§ **What you need to do**
Where the line with "Target: wooden door" appears below, start writing out lines exactly, and finish with the line with "Target: suit jacket", which is included; write out nothing else.

§ **Records from a dataset**
-------------------------
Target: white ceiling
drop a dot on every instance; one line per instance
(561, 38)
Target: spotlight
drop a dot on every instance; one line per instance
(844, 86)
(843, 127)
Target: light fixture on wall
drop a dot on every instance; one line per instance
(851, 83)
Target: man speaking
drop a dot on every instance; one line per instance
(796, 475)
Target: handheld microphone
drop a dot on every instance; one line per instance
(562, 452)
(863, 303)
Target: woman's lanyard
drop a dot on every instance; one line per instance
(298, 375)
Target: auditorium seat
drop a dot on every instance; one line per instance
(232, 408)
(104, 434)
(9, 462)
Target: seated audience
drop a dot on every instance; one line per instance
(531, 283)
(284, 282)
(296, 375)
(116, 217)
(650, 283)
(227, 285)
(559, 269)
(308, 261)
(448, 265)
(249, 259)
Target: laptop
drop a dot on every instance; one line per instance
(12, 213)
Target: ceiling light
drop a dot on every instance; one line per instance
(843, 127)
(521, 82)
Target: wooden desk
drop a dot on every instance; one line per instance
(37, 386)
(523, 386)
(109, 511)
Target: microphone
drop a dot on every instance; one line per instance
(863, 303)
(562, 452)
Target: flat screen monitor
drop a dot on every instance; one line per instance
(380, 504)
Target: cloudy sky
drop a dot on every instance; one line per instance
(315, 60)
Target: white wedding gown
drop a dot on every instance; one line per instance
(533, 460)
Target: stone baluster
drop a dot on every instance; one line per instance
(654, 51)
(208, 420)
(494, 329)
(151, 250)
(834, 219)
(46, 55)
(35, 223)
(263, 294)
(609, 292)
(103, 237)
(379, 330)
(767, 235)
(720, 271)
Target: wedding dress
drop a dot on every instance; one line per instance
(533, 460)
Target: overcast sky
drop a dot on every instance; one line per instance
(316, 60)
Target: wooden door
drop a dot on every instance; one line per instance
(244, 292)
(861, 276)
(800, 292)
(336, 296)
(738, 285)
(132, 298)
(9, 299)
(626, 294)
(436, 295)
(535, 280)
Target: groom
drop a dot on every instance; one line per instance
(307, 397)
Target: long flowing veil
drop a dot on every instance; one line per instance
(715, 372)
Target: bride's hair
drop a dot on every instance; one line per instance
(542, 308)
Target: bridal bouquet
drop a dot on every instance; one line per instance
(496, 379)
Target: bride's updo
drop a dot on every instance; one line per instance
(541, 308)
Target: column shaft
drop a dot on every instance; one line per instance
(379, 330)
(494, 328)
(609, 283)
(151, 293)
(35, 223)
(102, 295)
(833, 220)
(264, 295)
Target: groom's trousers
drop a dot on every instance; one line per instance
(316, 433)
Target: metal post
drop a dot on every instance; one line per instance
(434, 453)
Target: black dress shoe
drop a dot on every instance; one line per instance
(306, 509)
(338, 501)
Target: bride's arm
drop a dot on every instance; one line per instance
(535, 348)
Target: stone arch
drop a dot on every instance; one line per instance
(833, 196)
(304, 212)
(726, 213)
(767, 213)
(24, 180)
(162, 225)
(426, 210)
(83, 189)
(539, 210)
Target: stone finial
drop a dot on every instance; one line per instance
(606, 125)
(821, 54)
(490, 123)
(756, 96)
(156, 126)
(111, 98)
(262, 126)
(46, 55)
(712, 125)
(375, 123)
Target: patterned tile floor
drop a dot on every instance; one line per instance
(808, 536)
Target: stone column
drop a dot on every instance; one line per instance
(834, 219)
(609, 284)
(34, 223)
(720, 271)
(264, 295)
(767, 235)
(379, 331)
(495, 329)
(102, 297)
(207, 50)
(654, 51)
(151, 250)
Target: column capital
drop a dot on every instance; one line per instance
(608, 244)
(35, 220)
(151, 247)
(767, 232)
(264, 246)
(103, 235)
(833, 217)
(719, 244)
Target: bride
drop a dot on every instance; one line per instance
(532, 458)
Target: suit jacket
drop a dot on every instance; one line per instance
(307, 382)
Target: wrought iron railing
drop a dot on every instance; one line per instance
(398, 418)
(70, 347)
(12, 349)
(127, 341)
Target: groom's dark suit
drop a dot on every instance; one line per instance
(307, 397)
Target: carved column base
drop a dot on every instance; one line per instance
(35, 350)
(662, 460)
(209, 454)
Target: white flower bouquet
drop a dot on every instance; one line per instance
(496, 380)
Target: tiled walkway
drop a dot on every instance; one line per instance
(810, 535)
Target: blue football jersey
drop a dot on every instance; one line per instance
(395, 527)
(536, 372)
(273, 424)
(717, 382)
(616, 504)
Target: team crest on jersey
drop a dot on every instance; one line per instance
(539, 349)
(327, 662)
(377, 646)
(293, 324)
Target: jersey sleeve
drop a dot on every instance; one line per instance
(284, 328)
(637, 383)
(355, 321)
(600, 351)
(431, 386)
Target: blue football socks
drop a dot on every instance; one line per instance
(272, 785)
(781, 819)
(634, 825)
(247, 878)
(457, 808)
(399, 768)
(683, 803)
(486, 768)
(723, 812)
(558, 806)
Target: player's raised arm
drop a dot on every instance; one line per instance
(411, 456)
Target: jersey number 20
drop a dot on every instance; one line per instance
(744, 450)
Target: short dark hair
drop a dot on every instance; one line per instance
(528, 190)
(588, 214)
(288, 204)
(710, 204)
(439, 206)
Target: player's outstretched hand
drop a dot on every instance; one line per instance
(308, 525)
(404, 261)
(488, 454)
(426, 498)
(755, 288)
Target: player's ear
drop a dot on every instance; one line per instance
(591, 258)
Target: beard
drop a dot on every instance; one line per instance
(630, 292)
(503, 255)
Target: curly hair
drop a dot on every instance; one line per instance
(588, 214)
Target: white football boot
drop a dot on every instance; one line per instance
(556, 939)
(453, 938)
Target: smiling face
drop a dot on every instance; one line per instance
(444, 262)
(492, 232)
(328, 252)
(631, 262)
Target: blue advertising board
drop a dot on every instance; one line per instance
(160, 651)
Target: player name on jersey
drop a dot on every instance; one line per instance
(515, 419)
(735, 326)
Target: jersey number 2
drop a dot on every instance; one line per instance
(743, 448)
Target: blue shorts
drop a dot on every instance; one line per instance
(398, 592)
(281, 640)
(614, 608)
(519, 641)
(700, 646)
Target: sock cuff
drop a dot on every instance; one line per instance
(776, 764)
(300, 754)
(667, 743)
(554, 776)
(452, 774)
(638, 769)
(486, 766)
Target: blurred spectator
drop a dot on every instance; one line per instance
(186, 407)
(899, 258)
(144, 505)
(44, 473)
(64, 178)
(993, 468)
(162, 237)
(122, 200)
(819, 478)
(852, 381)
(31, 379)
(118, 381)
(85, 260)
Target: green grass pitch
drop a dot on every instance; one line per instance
-------------------------
§ **Exercise result**
Target: wooden door
drop a dot on every instance; one line per instance
(244, 292)
(861, 276)
(800, 292)
(336, 296)
(738, 285)
(132, 298)
(9, 299)
(626, 294)
(436, 295)
(535, 280)
Target: groom
drop a dot on every instance; one line per instance
(307, 397)
Target: long flowing veil
drop a dot on every instance; one line per instance
(715, 372)
Target: bride's hair
drop a dot on every instance; one line per instance
(542, 308)
Target: bridal bouquet
drop a dot on every instance; one line per instance
(496, 379)
Target: bride's updo
drop a dot on every instance; one line per instance
(541, 308)
Target: column shaft
drop a dot on every instance; one line per instance
(379, 330)
(494, 328)
(609, 283)
(151, 293)
(35, 223)
(102, 295)
(833, 220)
(264, 295)
Target: groom's trousers
drop a dot on every instance; one line per instance
(316, 433)
Target: metal post
drop a dot on every instance; one line per instance
(434, 453)
Target: black dress shoe
drop a dot on every instance; one line per instance
(306, 509)
(338, 501)
Target: bride's arm
drop a dot on every instance; one line per instance
(535, 348)
Target: stone arch
drop a dot on every instance; one line per instance
(833, 196)
(304, 212)
(726, 213)
(767, 213)
(24, 180)
(162, 225)
(426, 210)
(83, 189)
(539, 210)
Target: stone finial
drop a dot on every instance; one line per instance
(606, 125)
(821, 54)
(490, 123)
(756, 96)
(156, 126)
(111, 98)
(262, 126)
(46, 55)
(712, 125)
(375, 123)
Target: patterned tile floor
drop a dot on every instance; one line per instance
(808, 536)
Target: stone column
drop a dot on every instance; one line per instance
(834, 219)
(609, 284)
(34, 223)
(720, 271)
(264, 295)
(767, 235)
(379, 331)
(495, 329)
(102, 297)
(207, 50)
(654, 51)
(151, 250)
Target: column capital
drop a dot on every instance; one line per instance
(608, 244)
(35, 220)
(151, 247)
(767, 232)
(264, 246)
(103, 235)
(833, 217)
(719, 244)
Target: bride
drop a dot on every instance; one line per instance
(532, 458)
Target: suit jacket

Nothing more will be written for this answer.